### What to do
Leave every picture out and write out the records below exactly.

### Records shown
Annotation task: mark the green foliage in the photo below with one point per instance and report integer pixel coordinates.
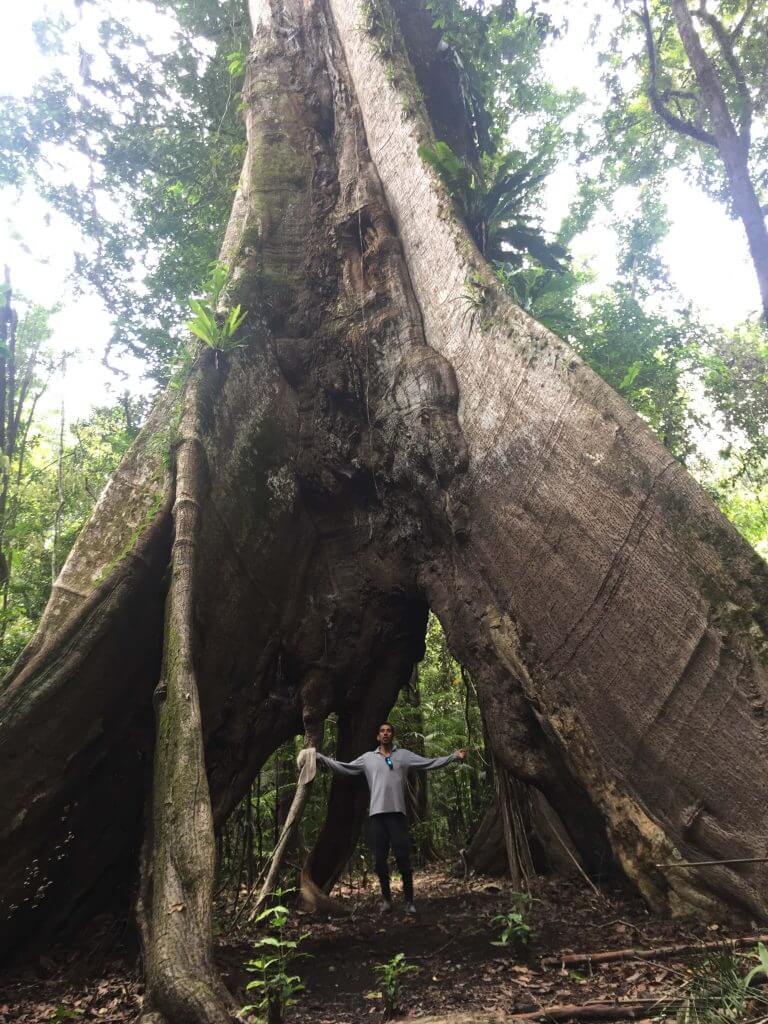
(719, 991)
(275, 985)
(496, 51)
(391, 977)
(495, 201)
(92, 450)
(213, 329)
(159, 131)
(515, 929)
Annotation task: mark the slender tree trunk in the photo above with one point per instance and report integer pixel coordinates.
(734, 150)
(374, 448)
(178, 873)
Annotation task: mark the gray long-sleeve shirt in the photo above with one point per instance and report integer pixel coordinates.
(387, 784)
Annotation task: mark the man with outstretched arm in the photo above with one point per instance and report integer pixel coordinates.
(386, 772)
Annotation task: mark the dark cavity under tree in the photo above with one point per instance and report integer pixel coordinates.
(394, 435)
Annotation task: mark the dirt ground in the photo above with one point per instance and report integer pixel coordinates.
(450, 943)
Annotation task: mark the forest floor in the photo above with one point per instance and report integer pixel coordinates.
(449, 943)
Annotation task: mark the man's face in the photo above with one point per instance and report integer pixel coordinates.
(385, 735)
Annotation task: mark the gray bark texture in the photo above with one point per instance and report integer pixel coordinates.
(393, 435)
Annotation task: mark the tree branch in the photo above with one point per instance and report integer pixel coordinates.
(726, 48)
(680, 125)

### Result of this exercise
Annotation task: mark the green foliage in the photo below with one point per instance and report integer pixel coordinates.
(719, 991)
(275, 985)
(496, 51)
(391, 977)
(495, 201)
(92, 450)
(213, 329)
(159, 131)
(515, 929)
Annotation task: mark the slender tree trunk in the photo above with one point per instance and report integer pixel coordinates.
(734, 150)
(374, 448)
(178, 873)
Annotation task: mark the gray long-sleeve shirt in the photo above with one point per instance and report integer pixel coordinates.
(387, 784)
Annotation task: mark the man with outstretched arm in the photo above with one point per instance and report integer pixel coordinates.
(386, 772)
Annotation task: mark the dark cavity under tree in the photo above with one point per instance and report integer pixel coordinates.
(394, 435)
Annotation task: mark the dirt ground in the photo above with one point per instance and report integer pixel coordinates.
(450, 943)
Annotation task: mark the forest floor in the photo above with one point per instance and report integer pixel coordinates.
(449, 943)
Annotation task: mark the man's face in the photo above with one point per instance and report integer pixel coordinates.
(385, 735)
Annotation task: mark the gray bark texture in the photo above with one point per instance and report integer pixel coordinates.
(393, 435)
Annotation task: mark the tree branch in the photo above with one point per instance and report integer pixel coordinates.
(726, 48)
(680, 125)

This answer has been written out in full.